*Exercise aim*. The lines to find are those in the entries that hold the word "door"; copy every one of them.

*Data provided*.

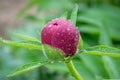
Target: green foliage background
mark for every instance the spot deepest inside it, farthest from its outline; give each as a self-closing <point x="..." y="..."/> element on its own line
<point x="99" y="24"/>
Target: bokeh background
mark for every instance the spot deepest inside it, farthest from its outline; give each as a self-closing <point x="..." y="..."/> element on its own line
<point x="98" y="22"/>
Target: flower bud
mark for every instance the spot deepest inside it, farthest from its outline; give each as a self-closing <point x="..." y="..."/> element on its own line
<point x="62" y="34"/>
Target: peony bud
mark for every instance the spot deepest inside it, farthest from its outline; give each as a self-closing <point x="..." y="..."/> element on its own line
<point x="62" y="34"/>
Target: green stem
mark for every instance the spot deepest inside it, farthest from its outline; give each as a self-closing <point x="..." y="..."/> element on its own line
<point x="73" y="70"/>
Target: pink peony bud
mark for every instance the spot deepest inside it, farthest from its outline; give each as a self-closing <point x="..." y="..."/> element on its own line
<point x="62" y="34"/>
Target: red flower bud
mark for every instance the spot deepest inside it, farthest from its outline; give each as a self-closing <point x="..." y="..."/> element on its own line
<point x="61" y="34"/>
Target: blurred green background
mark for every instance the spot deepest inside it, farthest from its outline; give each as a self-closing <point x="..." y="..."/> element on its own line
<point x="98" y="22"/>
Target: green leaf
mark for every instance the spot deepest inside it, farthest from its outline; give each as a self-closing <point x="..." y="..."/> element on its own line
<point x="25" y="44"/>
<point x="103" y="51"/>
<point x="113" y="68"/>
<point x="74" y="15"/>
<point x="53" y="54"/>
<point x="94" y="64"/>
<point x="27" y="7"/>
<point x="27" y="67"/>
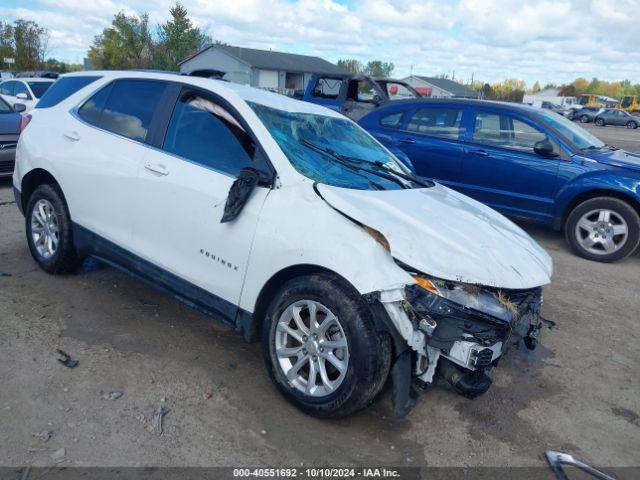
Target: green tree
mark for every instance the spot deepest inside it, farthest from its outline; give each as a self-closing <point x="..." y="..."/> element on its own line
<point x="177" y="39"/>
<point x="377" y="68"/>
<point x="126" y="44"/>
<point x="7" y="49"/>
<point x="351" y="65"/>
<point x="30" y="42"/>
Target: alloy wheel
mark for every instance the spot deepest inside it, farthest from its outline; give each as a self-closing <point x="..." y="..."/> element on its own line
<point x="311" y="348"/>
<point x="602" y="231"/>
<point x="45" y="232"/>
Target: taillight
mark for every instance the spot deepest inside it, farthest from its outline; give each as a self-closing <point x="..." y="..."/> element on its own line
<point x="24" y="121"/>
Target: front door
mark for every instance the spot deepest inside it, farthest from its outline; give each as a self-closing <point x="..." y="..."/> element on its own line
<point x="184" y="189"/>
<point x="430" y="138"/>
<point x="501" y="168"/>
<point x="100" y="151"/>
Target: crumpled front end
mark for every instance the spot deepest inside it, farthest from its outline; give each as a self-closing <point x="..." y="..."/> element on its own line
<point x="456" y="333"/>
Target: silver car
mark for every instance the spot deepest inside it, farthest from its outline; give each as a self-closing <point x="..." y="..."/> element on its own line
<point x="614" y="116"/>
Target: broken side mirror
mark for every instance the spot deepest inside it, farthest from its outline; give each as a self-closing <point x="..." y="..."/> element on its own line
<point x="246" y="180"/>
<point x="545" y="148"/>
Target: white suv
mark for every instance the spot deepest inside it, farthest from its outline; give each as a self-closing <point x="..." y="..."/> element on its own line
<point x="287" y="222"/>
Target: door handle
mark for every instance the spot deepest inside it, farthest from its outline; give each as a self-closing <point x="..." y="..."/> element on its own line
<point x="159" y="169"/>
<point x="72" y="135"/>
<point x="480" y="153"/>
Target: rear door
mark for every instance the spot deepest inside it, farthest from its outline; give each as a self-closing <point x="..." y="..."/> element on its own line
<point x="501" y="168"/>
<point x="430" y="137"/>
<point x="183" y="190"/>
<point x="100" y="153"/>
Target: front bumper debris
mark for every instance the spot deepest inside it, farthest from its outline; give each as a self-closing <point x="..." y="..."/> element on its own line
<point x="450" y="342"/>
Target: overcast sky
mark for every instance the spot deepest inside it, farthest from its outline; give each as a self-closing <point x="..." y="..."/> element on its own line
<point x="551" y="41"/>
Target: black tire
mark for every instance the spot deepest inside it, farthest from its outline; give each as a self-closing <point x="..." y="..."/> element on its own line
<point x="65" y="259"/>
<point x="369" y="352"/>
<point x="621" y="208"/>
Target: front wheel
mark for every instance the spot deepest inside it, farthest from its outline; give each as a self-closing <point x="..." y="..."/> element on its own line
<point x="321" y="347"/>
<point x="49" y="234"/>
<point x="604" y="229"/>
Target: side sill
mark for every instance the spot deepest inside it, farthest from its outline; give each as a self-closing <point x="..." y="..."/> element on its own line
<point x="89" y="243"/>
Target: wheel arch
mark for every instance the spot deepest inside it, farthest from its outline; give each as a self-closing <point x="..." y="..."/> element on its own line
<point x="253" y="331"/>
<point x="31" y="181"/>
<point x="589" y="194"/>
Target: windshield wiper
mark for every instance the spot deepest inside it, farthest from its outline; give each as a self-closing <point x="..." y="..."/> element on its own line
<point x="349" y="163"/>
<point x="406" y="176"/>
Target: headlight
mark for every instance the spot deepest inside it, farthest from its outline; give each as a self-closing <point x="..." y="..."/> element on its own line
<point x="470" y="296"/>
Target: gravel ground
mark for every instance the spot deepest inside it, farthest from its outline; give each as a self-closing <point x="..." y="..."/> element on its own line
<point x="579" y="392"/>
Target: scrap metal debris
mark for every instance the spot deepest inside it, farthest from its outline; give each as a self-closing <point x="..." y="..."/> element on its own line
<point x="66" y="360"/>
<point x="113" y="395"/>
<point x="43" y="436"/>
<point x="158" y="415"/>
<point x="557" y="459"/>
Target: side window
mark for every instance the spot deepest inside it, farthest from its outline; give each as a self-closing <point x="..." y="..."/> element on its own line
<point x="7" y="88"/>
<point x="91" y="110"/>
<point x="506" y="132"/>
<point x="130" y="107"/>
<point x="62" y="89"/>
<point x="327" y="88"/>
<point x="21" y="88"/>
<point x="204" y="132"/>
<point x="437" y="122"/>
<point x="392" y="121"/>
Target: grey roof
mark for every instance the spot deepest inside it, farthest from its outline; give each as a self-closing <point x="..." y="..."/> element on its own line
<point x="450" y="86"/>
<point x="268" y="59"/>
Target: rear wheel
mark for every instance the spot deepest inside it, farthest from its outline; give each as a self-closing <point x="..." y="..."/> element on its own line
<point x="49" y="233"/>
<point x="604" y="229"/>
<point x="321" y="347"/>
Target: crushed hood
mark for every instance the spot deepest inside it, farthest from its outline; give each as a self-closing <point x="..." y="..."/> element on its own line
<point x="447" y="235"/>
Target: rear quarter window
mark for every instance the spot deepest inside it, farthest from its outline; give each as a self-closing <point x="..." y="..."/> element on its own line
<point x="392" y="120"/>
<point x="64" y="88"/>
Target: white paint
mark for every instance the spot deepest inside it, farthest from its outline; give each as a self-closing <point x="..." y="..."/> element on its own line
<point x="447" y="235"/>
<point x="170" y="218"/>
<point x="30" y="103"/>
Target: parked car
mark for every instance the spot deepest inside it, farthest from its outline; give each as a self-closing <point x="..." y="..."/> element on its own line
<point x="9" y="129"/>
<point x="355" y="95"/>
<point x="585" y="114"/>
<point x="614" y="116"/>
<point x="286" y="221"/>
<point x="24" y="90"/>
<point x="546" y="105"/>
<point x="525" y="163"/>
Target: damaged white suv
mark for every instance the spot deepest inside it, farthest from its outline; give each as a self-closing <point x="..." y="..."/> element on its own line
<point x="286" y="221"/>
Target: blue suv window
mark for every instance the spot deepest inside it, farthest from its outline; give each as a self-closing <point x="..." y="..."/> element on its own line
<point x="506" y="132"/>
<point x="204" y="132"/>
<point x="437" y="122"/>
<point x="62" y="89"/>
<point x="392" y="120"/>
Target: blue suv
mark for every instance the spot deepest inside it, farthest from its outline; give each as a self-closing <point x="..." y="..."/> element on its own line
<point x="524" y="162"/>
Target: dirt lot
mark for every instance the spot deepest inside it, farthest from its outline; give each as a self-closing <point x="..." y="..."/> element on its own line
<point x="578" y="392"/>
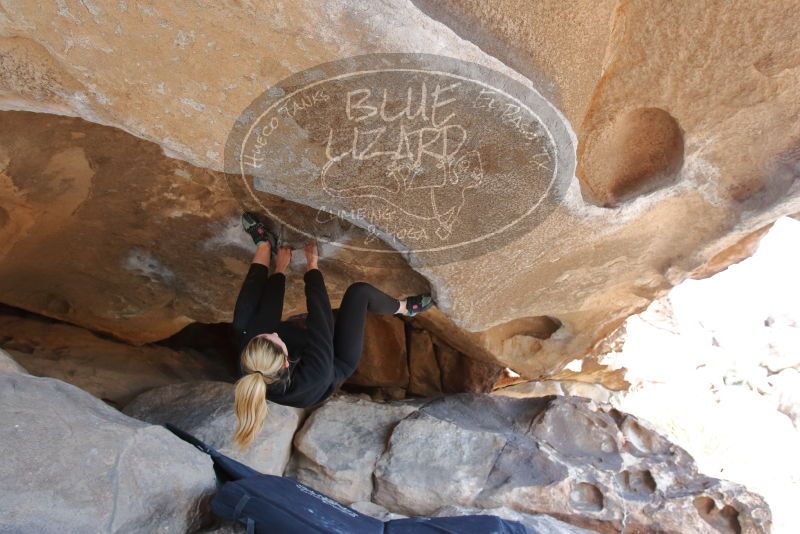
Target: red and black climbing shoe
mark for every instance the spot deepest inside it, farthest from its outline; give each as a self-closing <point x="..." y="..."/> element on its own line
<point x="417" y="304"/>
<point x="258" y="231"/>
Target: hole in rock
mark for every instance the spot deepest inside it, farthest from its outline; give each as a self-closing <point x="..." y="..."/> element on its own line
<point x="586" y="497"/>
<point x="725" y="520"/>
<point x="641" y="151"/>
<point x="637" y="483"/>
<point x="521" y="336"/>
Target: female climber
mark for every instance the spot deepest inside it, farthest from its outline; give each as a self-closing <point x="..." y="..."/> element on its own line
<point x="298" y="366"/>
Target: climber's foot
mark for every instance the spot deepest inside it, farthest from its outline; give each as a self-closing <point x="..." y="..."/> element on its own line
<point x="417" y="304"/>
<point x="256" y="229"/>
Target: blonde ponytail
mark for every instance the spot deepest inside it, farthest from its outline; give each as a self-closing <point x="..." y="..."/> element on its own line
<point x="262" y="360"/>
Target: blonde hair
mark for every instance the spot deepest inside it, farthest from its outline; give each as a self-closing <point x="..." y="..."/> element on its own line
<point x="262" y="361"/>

*Answer to the exercise*.
Target: front door
Target: door handle
Target: rear door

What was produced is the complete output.